◆ **CONSIGNES DE L'EXERCICE**
Relevez, s'il vous plaît, tous les verbes à l'infinitif (présent ou passé) du texte sur le Dour Festival 2019, dans leur ordre d'apparition.

◆ **EXTRAIT DU TEXTE**
>>>>>

Dour Festival 2019
Dour, le 11 juillet 2019
"Dour c'est l'amour" voudrait-on nous faire croire. Ce genre d'affirmation vaut peut-être pour celui ou celle qui pense avoir trouvé l'amour au fond d'une tente Quechua en rentrant du set de Nina Kraviz, mais pour nous, le Dour Festival c'est aussi beaucoup d'autres choses, qu'on a tenté de vous expliquer à travers un palmarès rigoureusement objectif et absolument exhaustif de tout ce qui s'est passé au cours de ces cinq jours de grand n'importe quoi et dont le liant reste, encore heureux, la musique.

<<<<<

[Lignes du jeu de données de pointage d'objets]

>>>>>

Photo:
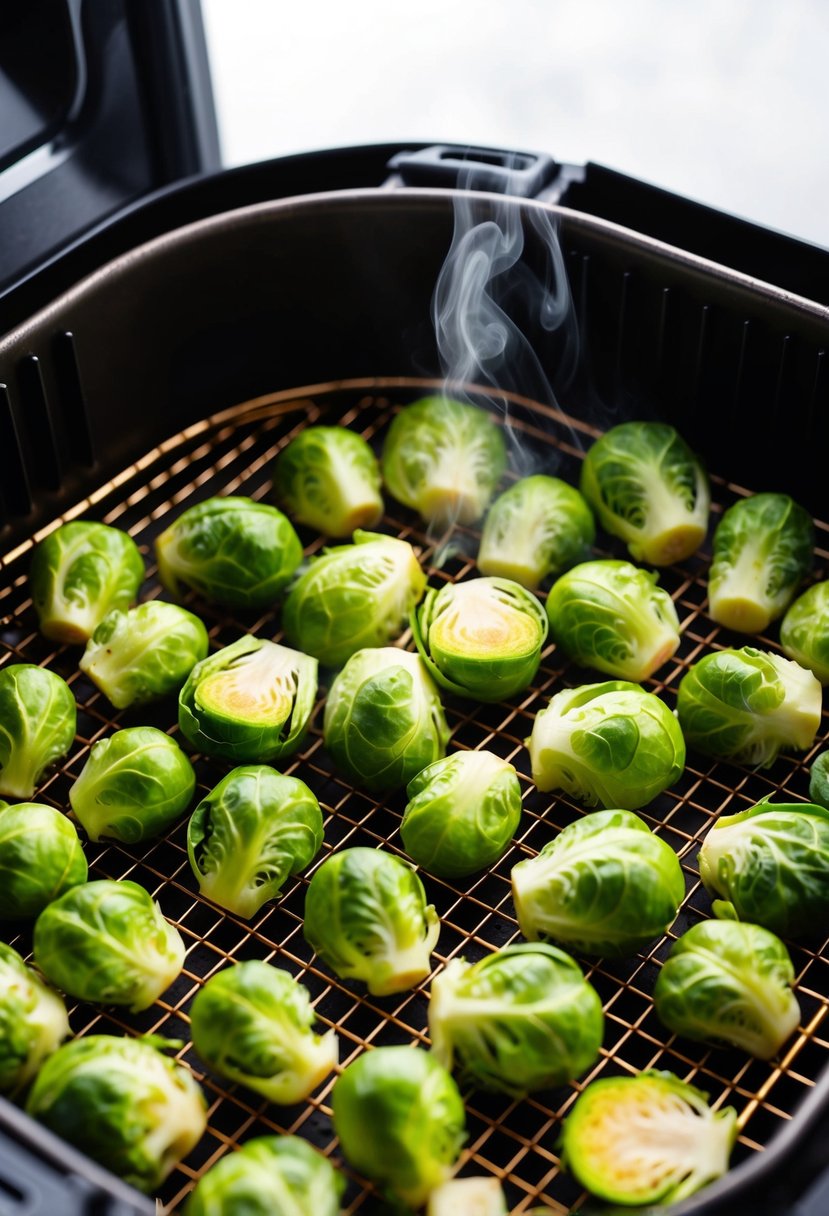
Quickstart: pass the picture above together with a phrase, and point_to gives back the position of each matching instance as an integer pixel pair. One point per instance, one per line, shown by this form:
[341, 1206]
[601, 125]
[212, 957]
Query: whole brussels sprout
[729, 981]
[383, 721]
[762, 550]
[647, 487]
[107, 941]
[614, 617]
[609, 743]
[251, 701]
[480, 639]
[400, 1120]
[520, 1019]
[232, 551]
[328, 478]
[353, 596]
[134, 784]
[251, 832]
[746, 705]
[38, 718]
[462, 812]
[605, 885]
[768, 863]
[33, 1022]
[79, 573]
[367, 918]
[252, 1023]
[269, 1176]
[444, 459]
[40, 859]
[539, 527]
[123, 1103]
[646, 1140]
[144, 654]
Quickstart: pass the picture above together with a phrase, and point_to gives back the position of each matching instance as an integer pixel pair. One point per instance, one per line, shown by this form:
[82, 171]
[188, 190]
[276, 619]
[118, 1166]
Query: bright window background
[725, 101]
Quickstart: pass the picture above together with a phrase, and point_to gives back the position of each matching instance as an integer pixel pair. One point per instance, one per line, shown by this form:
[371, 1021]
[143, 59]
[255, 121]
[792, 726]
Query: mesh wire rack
[513, 1141]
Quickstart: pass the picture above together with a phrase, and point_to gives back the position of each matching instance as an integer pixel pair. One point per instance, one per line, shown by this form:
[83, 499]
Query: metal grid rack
[514, 1141]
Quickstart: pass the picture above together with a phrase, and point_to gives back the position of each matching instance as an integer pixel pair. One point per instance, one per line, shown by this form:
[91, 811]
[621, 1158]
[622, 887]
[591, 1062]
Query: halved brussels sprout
[608, 743]
[38, 718]
[748, 705]
[644, 1140]
[520, 1019]
[79, 573]
[367, 918]
[383, 721]
[251, 701]
[762, 550]
[33, 1022]
[134, 784]
[252, 1023]
[328, 478]
[480, 639]
[353, 596]
[462, 812]
[647, 487]
[251, 832]
[40, 859]
[444, 459]
[613, 615]
[123, 1103]
[605, 885]
[400, 1120]
[729, 981]
[232, 551]
[145, 653]
[107, 941]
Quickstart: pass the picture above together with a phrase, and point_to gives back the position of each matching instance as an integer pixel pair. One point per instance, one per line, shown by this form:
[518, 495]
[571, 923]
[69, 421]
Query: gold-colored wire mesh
[514, 1141]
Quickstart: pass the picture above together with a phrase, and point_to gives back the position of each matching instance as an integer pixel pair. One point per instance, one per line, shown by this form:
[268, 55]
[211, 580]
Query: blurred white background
[725, 101]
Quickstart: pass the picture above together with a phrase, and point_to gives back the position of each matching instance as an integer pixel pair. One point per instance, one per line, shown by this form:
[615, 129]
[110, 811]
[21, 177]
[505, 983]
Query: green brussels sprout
[762, 550]
[145, 653]
[38, 718]
[40, 859]
[608, 743]
[367, 918]
[400, 1120]
[251, 701]
[123, 1103]
[605, 885]
[107, 941]
[644, 1140]
[328, 478]
[480, 639]
[539, 527]
[353, 596]
[746, 705]
[613, 615]
[254, 829]
[269, 1176]
[768, 863]
[520, 1019]
[33, 1022]
[462, 812]
[231, 551]
[444, 459]
[647, 487]
[134, 784]
[805, 631]
[383, 721]
[79, 573]
[252, 1023]
[729, 981]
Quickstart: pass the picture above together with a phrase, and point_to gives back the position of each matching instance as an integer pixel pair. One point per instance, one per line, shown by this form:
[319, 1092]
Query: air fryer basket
[179, 371]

<<<<<

◆ **EXERCICE CORRIGÉ**
faire, croire, avoir trouvé, expliquer